_Source data_
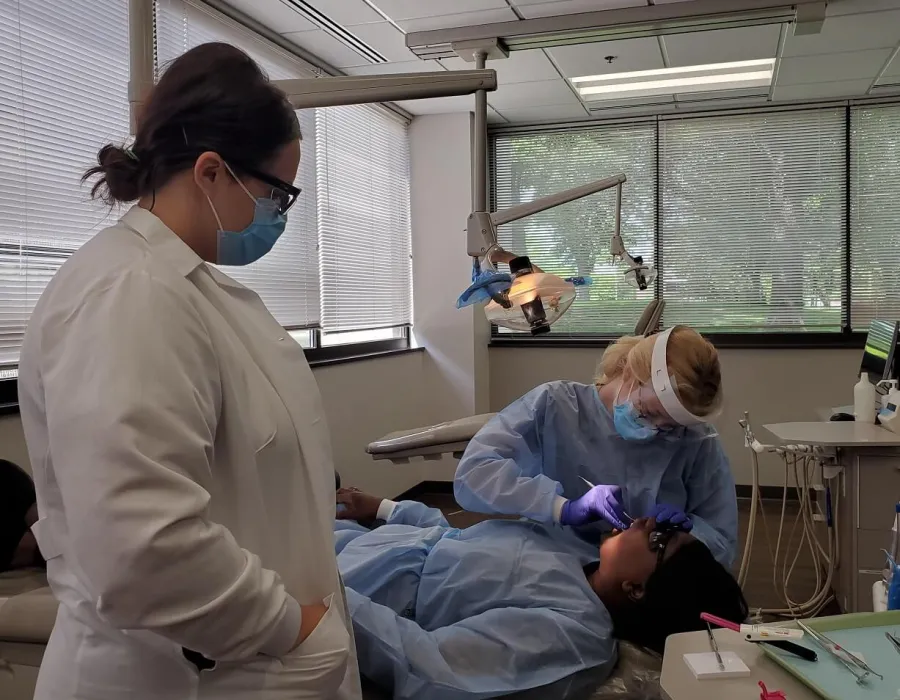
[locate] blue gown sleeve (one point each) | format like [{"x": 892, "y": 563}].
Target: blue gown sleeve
[
  {"x": 416, "y": 514},
  {"x": 712, "y": 502},
  {"x": 501, "y": 470},
  {"x": 495, "y": 653}
]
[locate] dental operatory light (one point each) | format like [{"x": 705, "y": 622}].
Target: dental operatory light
[
  {"x": 676, "y": 81},
  {"x": 534, "y": 301}
]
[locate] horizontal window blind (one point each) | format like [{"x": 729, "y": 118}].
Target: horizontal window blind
[
  {"x": 63, "y": 95},
  {"x": 573, "y": 239},
  {"x": 752, "y": 221},
  {"x": 875, "y": 215},
  {"x": 287, "y": 278},
  {"x": 364, "y": 224}
]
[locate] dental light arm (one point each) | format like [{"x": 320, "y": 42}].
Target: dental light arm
[
  {"x": 482, "y": 226},
  {"x": 308, "y": 93}
]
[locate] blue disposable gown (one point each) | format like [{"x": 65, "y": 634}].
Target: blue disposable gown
[
  {"x": 446, "y": 614},
  {"x": 539, "y": 447}
]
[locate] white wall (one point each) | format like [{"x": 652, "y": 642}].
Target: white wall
[
  {"x": 449, "y": 379},
  {"x": 363, "y": 401},
  {"x": 774, "y": 385},
  {"x": 456, "y": 365}
]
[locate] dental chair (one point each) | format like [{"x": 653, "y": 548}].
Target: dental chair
[
  {"x": 27, "y": 613},
  {"x": 451, "y": 437}
]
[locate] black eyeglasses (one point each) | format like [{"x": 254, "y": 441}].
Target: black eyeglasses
[
  {"x": 659, "y": 540},
  {"x": 284, "y": 193}
]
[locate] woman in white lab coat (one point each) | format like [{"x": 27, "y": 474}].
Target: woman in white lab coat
[{"x": 182, "y": 463}]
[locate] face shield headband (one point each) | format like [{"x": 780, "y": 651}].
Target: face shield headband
[{"x": 664, "y": 384}]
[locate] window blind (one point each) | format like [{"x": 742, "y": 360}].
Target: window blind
[
  {"x": 752, "y": 221},
  {"x": 287, "y": 278},
  {"x": 875, "y": 214},
  {"x": 364, "y": 220},
  {"x": 63, "y": 95},
  {"x": 573, "y": 239}
]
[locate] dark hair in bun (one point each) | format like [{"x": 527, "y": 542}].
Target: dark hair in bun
[{"x": 212, "y": 98}]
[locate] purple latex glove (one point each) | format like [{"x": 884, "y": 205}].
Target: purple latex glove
[
  {"x": 663, "y": 513},
  {"x": 600, "y": 503}
]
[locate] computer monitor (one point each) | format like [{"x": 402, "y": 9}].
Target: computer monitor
[{"x": 880, "y": 356}]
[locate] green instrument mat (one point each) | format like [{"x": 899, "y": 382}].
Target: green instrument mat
[{"x": 861, "y": 633}]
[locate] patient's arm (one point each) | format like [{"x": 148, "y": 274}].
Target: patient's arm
[
  {"x": 495, "y": 653},
  {"x": 356, "y": 505}
]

_Problem details_
Output every entry exactly as given; pictures are not part of the copy.

_Answer to the problem_
[locate] blue gown sleeve (one point each) | format like [{"x": 892, "y": 563}].
Target: blue gown sleeve
[
  {"x": 416, "y": 514},
  {"x": 712, "y": 502},
  {"x": 501, "y": 470},
  {"x": 495, "y": 653}
]
[locate] dental operatory light (one point each) | format like [{"x": 705, "y": 622}].
Target: dental operatory light
[
  {"x": 676, "y": 81},
  {"x": 534, "y": 301}
]
[locate] horizontal window blind (one point each) | format like [{"x": 729, "y": 118}].
Target: horizontal window blind
[
  {"x": 63, "y": 95},
  {"x": 573, "y": 239},
  {"x": 752, "y": 221},
  {"x": 875, "y": 215},
  {"x": 287, "y": 278},
  {"x": 364, "y": 224}
]
[locate] dental light arm (one point each) | format like [{"x": 320, "y": 42}].
Target: dental light arm
[
  {"x": 482, "y": 226},
  {"x": 308, "y": 93}
]
[locate] blue disposable gown (one point each) | format like [{"x": 65, "y": 634}].
Target: blue disposable gown
[
  {"x": 446, "y": 614},
  {"x": 539, "y": 447}
]
[locate] white wall (one point each) | format like [{"x": 652, "y": 642}].
Target: white wall
[
  {"x": 449, "y": 379},
  {"x": 363, "y": 401},
  {"x": 774, "y": 385},
  {"x": 456, "y": 365}
]
[locate] dental chair (one point each) | format like [{"x": 653, "y": 548}].
Target: dental chair
[
  {"x": 27, "y": 613},
  {"x": 451, "y": 437}
]
[locate] black eyeglasses (one point each) | format like [{"x": 254, "y": 441}].
Target: black eyeglasses
[
  {"x": 659, "y": 540},
  {"x": 284, "y": 193}
]
[locate] woman in white lab coat (one point each) | format like [{"x": 27, "y": 474}].
Target: woman in white lab coat
[{"x": 182, "y": 463}]
[locate] face shield headband (one point each) | format like [{"x": 780, "y": 651}].
Target: face shield headband
[{"x": 664, "y": 384}]
[locate] window blind (one point each) | format like [{"x": 742, "y": 360}].
Target: window blind
[
  {"x": 752, "y": 221},
  {"x": 287, "y": 278},
  {"x": 875, "y": 214},
  {"x": 364, "y": 220},
  {"x": 63, "y": 95},
  {"x": 573, "y": 239}
]
[locate] dark hair in bun (one point each) | format like [{"x": 527, "y": 542}].
Target: dark hair in bun
[{"x": 212, "y": 98}]
[locate] purple latex glove (one point each) | format like [{"x": 884, "y": 205}].
Target: purple latex glove
[
  {"x": 663, "y": 513},
  {"x": 600, "y": 503}
]
[locate] computer monitor (one point each) | format like [{"x": 402, "y": 9}].
Target: computer monitor
[{"x": 880, "y": 356}]
[locate] green instrument mat (one point each) | format like [{"x": 899, "y": 382}].
Target: green instrument mat
[{"x": 861, "y": 633}]
[locate] patient's arm (one point each) | format like [{"x": 148, "y": 274}].
Target: patient's arm
[
  {"x": 495, "y": 653},
  {"x": 356, "y": 505}
]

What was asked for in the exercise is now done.